Problem statement ▸ Every line from the one containing "the leather chair" to the end of the records below, written out word for word, is the whole answer.
*** Raw data ***
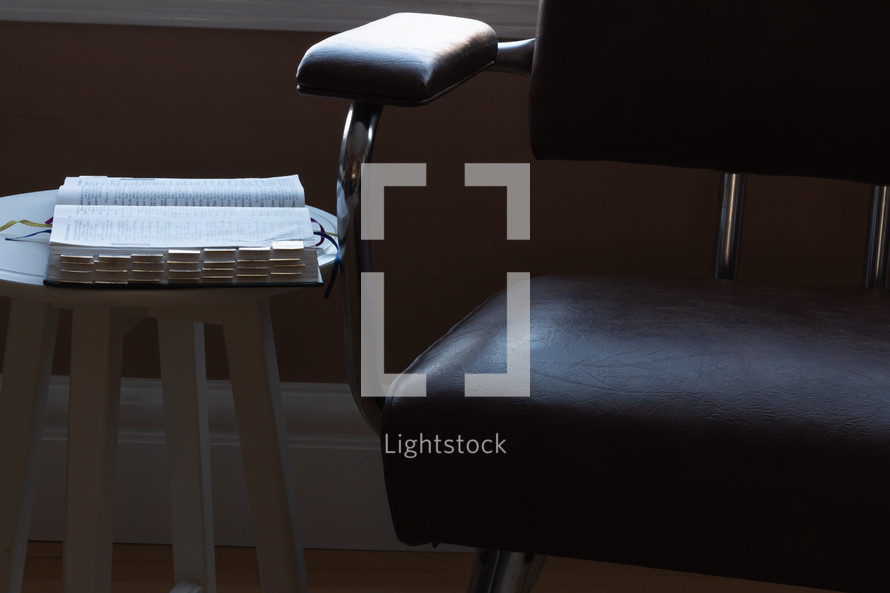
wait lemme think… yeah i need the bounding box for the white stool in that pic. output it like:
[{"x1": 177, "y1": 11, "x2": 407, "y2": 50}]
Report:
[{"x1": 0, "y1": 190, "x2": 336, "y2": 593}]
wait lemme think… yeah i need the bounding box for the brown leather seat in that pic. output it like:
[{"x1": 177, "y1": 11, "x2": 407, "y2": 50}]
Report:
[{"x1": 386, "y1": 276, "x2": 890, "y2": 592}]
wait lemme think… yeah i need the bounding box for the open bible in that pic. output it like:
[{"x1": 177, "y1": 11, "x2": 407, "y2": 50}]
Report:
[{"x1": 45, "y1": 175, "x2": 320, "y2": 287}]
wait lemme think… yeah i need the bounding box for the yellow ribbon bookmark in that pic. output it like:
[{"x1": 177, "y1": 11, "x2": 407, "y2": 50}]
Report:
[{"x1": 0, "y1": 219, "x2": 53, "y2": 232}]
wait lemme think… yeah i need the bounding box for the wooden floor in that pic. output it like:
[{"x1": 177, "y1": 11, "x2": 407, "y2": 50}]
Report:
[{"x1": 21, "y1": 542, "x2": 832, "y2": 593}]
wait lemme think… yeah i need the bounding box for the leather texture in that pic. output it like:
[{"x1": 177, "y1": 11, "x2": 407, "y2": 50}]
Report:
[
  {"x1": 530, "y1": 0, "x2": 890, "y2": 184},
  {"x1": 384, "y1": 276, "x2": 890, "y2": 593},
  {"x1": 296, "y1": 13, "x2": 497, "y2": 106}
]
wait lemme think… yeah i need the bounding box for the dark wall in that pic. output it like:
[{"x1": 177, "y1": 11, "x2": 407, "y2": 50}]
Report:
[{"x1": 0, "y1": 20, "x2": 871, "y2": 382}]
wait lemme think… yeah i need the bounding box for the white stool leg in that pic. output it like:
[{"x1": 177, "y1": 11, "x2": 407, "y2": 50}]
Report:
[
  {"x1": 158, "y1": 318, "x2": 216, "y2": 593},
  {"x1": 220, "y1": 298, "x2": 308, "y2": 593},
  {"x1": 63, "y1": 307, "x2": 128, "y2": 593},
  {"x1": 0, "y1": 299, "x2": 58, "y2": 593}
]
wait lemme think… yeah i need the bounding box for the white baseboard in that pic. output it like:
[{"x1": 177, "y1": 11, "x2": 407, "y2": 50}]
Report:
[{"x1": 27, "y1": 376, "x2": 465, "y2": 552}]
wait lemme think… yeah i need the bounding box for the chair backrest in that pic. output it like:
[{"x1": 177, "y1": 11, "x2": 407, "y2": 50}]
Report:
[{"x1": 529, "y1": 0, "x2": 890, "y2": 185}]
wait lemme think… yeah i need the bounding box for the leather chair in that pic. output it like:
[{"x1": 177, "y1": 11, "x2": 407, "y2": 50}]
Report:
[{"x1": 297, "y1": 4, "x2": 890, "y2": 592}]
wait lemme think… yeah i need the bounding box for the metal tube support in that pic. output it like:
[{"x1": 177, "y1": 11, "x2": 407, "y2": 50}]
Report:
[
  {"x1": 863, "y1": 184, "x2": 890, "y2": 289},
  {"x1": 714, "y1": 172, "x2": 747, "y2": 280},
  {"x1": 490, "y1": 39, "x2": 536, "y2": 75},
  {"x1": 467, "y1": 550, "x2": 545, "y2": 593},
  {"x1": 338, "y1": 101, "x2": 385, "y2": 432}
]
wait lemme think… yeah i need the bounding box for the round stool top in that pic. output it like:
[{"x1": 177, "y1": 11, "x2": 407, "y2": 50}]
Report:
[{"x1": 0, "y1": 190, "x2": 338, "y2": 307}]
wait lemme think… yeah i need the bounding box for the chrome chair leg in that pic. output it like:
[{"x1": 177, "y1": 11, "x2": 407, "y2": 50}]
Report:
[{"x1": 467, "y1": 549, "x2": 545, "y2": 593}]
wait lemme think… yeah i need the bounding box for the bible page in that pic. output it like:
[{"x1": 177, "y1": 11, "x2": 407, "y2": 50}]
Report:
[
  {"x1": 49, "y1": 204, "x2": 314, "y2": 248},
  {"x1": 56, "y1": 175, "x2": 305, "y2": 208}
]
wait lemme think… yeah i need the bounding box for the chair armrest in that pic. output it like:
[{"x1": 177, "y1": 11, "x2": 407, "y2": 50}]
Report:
*** End of Raw data ***
Reply ▸
wait lemme think… yeah i need the bounding box for the leather chair in that pic. output it like:
[{"x1": 177, "y1": 11, "x2": 407, "y2": 50}]
Report:
[{"x1": 297, "y1": 4, "x2": 890, "y2": 592}]
wait lemme think… yeah i need the bounding box for the metal tube support in that pic. output it like:
[{"x1": 177, "y1": 11, "x2": 407, "y2": 50}]
Report:
[
  {"x1": 863, "y1": 184, "x2": 890, "y2": 289},
  {"x1": 714, "y1": 172, "x2": 747, "y2": 280},
  {"x1": 490, "y1": 39, "x2": 536, "y2": 75},
  {"x1": 467, "y1": 550, "x2": 545, "y2": 593},
  {"x1": 338, "y1": 101, "x2": 385, "y2": 432}
]
wait lemme think… yeah i need the bounding box for the round stool top in that pic. output it like:
[{"x1": 177, "y1": 11, "x2": 407, "y2": 50}]
Report:
[{"x1": 0, "y1": 190, "x2": 338, "y2": 307}]
wait lemme think… yeah i need the bounding box for the chrome chair leg in that pic. output it like:
[{"x1": 177, "y1": 11, "x2": 407, "y2": 50}]
Report:
[{"x1": 467, "y1": 549, "x2": 545, "y2": 593}]
wait lemme think… yeah i need the bounding box for the bible page in that pic. output it like:
[{"x1": 177, "y1": 11, "x2": 407, "y2": 50}]
Report:
[
  {"x1": 49, "y1": 204, "x2": 314, "y2": 248},
  {"x1": 56, "y1": 175, "x2": 305, "y2": 208}
]
wait lemme think… yeah i need the bounding box for the chair armrest in that pic. output it like:
[{"x1": 177, "y1": 11, "x2": 407, "y2": 50}]
Report:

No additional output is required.